▸ Document text:
The example is actually an ADAM A-task, and so consists of a subroutine with a single argument giving the inherited status value. See SUN/101 for further details about writing ADAM A-tasks. A “stand-alone” equivalent to the ARD_GROUP routine is available which can be used with non-ADAM applications.
The INCLUDE statements are used to define the various “symbolic constants”, which are used in this routine. Starlink software makes widespread use of such constants, which should always be defined in this way rather than by using actual numerical values. They are recognisable by the double underscore “__” (e.g. “SAI__OK”) which distinguishes them from subroutine names. SAE_PAR defines constants starting with “SAI__”, NDF_PAR defines constants starting with “NDF__” (see SUN/33), PRM_PAR defines constants starting with “VAL__” (see SUN/39), GRP_PAR defines constants starting with “GRP__” (see SUN/150), and AST_PAR defines constants starting with “AST__” (see SUN/210).
This application is designed to be able to handle data arrays of any dimensionality, up to the limit set by the NDF library. This limit is given by the symbolic constant NDF__MXDIM, which is used in the declaration of various arrays used to hold information describing each axis.

▸ Excerpted data:
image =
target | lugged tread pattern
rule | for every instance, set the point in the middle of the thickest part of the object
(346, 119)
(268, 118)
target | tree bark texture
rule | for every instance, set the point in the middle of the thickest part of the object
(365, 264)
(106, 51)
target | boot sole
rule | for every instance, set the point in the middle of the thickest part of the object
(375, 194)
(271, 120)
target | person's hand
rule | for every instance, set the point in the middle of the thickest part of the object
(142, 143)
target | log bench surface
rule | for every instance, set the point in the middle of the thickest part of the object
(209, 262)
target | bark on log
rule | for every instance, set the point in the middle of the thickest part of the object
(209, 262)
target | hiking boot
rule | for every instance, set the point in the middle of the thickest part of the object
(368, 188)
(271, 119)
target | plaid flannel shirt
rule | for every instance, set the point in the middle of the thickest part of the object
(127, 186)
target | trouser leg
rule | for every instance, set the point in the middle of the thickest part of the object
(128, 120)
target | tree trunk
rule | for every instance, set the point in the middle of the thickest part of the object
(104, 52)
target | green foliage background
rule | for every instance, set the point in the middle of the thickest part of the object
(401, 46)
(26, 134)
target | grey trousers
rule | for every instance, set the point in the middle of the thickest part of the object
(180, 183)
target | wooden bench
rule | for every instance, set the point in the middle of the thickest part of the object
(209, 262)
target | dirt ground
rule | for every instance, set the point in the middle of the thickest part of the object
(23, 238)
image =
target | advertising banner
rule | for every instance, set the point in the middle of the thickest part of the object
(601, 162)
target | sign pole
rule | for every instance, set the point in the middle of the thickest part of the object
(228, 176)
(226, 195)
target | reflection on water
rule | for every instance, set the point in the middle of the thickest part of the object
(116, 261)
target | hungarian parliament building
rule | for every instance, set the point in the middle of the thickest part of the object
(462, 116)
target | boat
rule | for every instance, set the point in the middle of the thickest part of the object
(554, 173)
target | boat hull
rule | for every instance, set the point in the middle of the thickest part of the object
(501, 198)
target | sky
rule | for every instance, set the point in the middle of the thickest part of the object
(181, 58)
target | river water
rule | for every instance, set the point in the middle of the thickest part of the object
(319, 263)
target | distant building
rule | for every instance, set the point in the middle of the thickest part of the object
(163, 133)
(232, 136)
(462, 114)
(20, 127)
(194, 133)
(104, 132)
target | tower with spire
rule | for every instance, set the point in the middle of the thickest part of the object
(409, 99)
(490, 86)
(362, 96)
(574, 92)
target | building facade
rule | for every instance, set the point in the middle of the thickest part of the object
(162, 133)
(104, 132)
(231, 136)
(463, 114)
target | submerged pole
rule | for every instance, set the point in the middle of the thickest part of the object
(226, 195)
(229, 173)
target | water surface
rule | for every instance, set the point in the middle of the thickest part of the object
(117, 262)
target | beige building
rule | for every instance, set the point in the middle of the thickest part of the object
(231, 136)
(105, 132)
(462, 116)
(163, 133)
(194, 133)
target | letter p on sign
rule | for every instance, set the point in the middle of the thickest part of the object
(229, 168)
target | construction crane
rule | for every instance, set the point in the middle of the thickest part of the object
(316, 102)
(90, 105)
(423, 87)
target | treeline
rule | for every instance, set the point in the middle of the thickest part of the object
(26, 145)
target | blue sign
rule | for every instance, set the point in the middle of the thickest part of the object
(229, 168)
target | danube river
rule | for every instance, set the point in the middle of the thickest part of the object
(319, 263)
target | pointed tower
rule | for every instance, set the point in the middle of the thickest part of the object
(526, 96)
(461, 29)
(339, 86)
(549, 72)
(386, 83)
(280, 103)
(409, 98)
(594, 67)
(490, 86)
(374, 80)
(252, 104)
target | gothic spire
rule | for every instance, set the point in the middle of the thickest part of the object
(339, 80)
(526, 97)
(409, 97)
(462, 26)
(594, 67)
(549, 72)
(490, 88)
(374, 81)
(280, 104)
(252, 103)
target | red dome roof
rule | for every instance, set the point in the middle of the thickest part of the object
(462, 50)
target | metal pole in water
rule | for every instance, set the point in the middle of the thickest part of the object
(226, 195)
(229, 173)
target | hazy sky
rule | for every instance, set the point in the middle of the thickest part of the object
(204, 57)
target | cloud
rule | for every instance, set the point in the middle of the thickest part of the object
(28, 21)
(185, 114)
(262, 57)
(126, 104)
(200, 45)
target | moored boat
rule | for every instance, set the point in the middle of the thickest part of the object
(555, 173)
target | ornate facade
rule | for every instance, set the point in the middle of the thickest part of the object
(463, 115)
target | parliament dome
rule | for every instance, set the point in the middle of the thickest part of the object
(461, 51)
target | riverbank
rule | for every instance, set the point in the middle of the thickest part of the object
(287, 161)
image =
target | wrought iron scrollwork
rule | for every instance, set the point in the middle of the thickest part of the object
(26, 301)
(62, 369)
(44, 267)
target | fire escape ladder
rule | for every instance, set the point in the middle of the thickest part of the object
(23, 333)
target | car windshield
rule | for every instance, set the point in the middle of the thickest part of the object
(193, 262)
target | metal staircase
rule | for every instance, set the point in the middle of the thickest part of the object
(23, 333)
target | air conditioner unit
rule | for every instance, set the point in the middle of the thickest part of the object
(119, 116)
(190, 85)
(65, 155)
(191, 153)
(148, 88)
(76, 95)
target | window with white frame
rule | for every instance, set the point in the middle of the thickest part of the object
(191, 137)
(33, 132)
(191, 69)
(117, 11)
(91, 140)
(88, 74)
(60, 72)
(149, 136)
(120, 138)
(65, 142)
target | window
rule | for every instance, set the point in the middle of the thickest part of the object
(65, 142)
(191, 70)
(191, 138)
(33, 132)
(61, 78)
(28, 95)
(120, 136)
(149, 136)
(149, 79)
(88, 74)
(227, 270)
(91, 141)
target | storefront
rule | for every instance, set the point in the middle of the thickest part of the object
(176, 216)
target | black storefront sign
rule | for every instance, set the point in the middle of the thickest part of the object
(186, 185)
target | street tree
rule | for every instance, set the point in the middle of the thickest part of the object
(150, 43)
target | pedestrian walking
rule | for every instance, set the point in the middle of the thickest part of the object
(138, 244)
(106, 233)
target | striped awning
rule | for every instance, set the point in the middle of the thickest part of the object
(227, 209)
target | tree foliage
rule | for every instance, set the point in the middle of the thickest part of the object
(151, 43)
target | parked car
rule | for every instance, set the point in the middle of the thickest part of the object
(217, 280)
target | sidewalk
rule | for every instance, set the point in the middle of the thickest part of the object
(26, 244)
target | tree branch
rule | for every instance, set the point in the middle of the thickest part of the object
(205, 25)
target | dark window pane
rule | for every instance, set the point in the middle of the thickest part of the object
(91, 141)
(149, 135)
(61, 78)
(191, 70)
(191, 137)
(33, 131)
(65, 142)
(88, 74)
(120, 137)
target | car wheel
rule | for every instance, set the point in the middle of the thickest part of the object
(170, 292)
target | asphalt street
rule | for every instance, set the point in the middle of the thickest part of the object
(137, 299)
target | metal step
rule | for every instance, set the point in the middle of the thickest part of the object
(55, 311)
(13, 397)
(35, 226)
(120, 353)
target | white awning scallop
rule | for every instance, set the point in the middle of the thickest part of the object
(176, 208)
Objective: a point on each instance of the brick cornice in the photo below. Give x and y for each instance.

▸ Problems to solve:
a: Quote the Starlink text between "This application is" and "describing each axis.", inclusive.
b: Does the Starlink text agree with each statement below? Answer yes or no for each, and quote the words of the text that decide it.
(i) Symbolic constants should be defined through INCLUDE statements rather than by using actual numbers.
(ii) PRM_PAR defines constants that start with "PRM__".
(iii) The application can handle data arrays of any dimensionality with no limit at all.

▸ Answers provided:
a:
This application is designed to be able to handle data arrays of any dimensionality, up to the limit set by the NDF library. This limit is given by the symbolic constant NDF__MXDIM, which is used in the declaration of various arrays used to hold information describing each axis.

b:
(i) Yes: "which should always be defined in this way rather than by using actual numerical values"
(ii) No: "PRM_PAR defines constants starting with “VAL__”"
(iii) No: "up to the limit set by the NDF library"